## TASK DESCRIPTION:
All lines of the data shown below should be output exactly as they stand.
■ ■ ■ ■ ■
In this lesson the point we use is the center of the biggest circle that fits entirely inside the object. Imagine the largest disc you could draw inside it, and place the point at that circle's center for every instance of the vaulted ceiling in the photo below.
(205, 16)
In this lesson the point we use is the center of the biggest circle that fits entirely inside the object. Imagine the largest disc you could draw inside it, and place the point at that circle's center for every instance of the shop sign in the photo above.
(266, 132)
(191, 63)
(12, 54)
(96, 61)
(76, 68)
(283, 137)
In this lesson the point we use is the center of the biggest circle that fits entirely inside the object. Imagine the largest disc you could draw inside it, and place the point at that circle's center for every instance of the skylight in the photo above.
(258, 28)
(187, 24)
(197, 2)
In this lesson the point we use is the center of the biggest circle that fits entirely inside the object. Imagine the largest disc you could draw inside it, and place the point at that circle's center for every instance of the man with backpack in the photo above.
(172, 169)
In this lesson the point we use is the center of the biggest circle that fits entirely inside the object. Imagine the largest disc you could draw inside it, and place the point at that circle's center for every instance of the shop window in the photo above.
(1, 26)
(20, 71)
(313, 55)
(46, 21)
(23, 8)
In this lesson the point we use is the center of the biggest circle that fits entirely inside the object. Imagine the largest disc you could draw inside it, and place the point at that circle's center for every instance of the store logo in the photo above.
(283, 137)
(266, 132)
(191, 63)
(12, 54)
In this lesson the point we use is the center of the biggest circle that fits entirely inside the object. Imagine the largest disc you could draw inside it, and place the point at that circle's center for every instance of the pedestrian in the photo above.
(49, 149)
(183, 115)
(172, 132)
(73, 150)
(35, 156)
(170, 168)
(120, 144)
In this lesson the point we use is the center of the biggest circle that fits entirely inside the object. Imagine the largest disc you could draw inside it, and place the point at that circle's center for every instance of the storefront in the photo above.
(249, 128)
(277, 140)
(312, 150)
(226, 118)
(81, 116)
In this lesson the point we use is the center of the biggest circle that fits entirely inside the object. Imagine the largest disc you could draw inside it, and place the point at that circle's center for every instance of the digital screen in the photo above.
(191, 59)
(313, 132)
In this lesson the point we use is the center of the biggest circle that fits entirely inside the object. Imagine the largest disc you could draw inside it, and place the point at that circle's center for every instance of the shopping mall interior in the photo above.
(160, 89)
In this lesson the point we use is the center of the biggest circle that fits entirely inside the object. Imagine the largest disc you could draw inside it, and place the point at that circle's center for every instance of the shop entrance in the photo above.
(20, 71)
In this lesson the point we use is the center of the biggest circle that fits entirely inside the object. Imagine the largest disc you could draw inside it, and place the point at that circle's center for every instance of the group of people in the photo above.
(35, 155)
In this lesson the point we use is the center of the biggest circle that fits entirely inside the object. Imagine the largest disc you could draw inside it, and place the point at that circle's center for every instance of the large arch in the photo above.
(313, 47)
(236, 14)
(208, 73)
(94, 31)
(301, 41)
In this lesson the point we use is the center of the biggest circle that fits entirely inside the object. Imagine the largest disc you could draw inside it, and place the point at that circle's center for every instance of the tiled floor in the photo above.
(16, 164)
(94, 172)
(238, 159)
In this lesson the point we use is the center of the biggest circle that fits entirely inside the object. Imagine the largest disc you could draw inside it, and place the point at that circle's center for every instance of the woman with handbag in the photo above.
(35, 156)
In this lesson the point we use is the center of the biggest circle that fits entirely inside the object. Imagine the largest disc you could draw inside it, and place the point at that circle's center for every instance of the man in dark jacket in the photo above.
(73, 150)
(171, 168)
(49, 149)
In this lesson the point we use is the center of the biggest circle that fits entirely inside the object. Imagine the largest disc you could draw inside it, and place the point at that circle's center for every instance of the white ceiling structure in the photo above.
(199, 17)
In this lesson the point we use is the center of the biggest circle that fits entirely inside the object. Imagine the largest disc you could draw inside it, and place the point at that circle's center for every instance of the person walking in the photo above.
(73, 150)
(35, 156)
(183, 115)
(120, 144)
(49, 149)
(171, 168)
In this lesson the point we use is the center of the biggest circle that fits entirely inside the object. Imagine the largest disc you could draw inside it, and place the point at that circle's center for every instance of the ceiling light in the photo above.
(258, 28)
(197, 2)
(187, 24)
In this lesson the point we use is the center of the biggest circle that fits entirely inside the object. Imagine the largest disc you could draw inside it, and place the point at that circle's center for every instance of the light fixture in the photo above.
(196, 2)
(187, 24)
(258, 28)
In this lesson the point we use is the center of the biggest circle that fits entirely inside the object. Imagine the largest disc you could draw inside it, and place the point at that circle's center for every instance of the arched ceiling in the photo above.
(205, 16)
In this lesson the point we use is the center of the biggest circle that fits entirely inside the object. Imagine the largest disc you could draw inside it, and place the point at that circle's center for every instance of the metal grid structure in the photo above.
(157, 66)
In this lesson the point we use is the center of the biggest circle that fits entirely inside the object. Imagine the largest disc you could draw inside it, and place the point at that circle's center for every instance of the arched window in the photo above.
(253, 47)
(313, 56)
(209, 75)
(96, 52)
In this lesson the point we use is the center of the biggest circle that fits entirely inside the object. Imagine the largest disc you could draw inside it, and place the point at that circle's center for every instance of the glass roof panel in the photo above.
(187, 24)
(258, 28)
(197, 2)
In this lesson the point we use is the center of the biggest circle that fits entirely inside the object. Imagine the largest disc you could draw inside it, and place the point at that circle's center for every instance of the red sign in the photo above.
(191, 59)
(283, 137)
■ ■ ■ ■ ■
## RESULT OF THE TASK:
In this lesson the point we use is the center of the biggest circle that fits entirely inside the object. Imagine the largest disc you could draw inside it, and place the point at that circle's center for every instance of the vaulted ceiling in the photo below.
(205, 16)
In this lesson the point we use is the center of the biggest circle that fits entirely inside the object. Imagine the largest disc you could draw inside it, and place the point at that circle's center for every instance of the shop sign in the photo above.
(266, 132)
(191, 63)
(12, 54)
(96, 61)
(76, 68)
(283, 137)
In this lesson the point we use is the center of the biggest circle that fits entirely inside the object. Imagine the largest disc you could draw inside it, and place the point at that circle's center for every instance of the skylight in the photo above.
(258, 28)
(187, 24)
(197, 2)
In this lesson the point we use is the center of the biggest circle that fits entirely inside the object. Imagine the largest disc you could draw inside it, and place the point at that circle's center for every instance of the man with backpack in the photo above.
(172, 169)
In this lesson the point we use is the center of the biggest circle that fits entirely inside the object. Imagine the largest disc you could draw inside it, and place the point at that circle's center for every instance of the shop window in the photo above.
(1, 26)
(20, 71)
(313, 55)
(46, 21)
(23, 8)
In this lesson the point we use is the center of the biggest circle that fits entirely inside the object. Imagine the largest disc you could draw inside it, and place the point at that circle's center for every instance of the store logo in the photo above.
(283, 137)
(266, 132)
(191, 63)
(12, 54)
In this lesson the point we use is the center of the biggest circle that fits entirely inside the object. Imagine the largest disc you could draw inside it, and place the point at that circle's center for every instance of the pedestrian in the photo above.
(49, 149)
(183, 115)
(172, 132)
(73, 150)
(35, 156)
(170, 168)
(120, 144)
In this lesson the point we use is the center of the biggest circle that fits entirely inside the object. Imagine the largest disc you could draw inside it, and place the point at that circle's center for every instance of the storefront in the photo above.
(249, 128)
(277, 140)
(312, 150)
(226, 118)
(81, 116)
In this lesson the point we use is the center of the biggest circle that fits entirely inside the object. Imagine the largest disc you could draw inside it, and place the point at that circle's center for every instance of the digital screen in the photo above.
(191, 59)
(313, 132)
In this lesson the point we use is the center of the biggest circle that fits entirely inside the object. Imagine the largest disc you could draw inside it, and place the point at that circle's center for every instance of the shopping mall interior in the photo above.
(160, 89)
In this lesson the point we use is the center of the biggest circle that fits entirely inside the object. Imagine the largest disc you could draw inside it, and place the point at that circle's center for every instance of the shop entrance in the photo above.
(20, 71)
In this lesson the point we use is the center of the biggest circle that fits entirely inside the object. Imagine the largest disc you could draw inside it, and place the point at that circle's center for every instance of the group of people in the photo above.
(35, 155)
In this lesson the point we use is the center of the biggest circle that fits entirely inside the object. Imagine the largest disc you could draw inside it, and place the point at that circle's center for every instance of the large arch in the photo above.
(313, 47)
(236, 14)
(208, 73)
(94, 31)
(301, 41)
In this lesson the point we use is the center of the biggest circle that fits entirely inside the object. Imagine the largest disc you could draw inside it, and place the point at that circle's center for every instance of the tiled floor in the photo above.
(16, 164)
(94, 172)
(238, 159)
In this lesson the point we use is the center of the biggest circle that fits entirely inside the object. Imagine the largest disc you could draw inside it, and place the point at that circle's center for every instance of the woman with handbag in the photo above.
(35, 156)
In this lesson the point we use is the center of the biggest circle that fits entirely inside the object. Imagine the largest disc you could draw inside it, and place the point at that circle's center for every instance of the man in dark jacket in the photo above.
(73, 150)
(171, 168)
(49, 149)
In this lesson the point we use is the center of the biggest circle that fits entirely inside the object. Imagine the largest disc you could draw inside it, and place the point at that circle's center for every instance of the white ceiling structure in the photo above.
(199, 17)
In this lesson the point we use is the center of the biggest circle that fits entirely inside the object. Imagine the largest disc you could draw inside it, and place the point at that circle's center for every instance of the person walking in the photo above.
(73, 150)
(35, 156)
(183, 115)
(120, 144)
(49, 149)
(171, 168)
In this lesson the point we use is the center of the biggest circle that fits entirely inside the object. Imagine the largest disc you could draw inside it, and place the point at that circle's center for every instance of the ceiling light in the photo above.
(258, 28)
(197, 2)
(187, 24)
In this lesson the point we use is the center of the biggest circle that fits entirely inside the object. Imagine the largest disc you could draw inside it, and place the point at that circle's center for every instance of the light fixture in the photo above.
(196, 2)
(187, 24)
(258, 28)
In this lesson the point we use is the center of the biggest circle that fits entirely inside the object. Imagine the largest disc you could draw inside it, and place the point at that circle's center for every instance of the arched ceiling in the photo above.
(205, 16)
In this lesson the point we use is the center of the biggest circle that fits entirely inside the object. Imagine the largest disc you could draw inside it, and place the point at that circle's center for every instance of the metal grid structure in the photo above.
(157, 66)
In this lesson the point we use is the center of the biggest circle that fits entirely inside the object. Imagine the largest disc you could draw inside it, and place the point at that circle's center for every instance of the arched window in the photo above.
(253, 47)
(313, 56)
(209, 75)
(96, 52)
In this lesson the point we use is the center of the biggest circle that fits entirely inside the object. Imagine the largest disc you could draw inside it, and place the point at that circle's center for every instance of the glass roof panel in the photo above.
(187, 24)
(258, 28)
(197, 2)
In this lesson the point we use is the center of the biggest circle that fits entirely inside the object. Imagine the largest disc you could draw inside it, and place the point at that circle's center for every instance of the red sign in the photo above.
(191, 59)
(283, 137)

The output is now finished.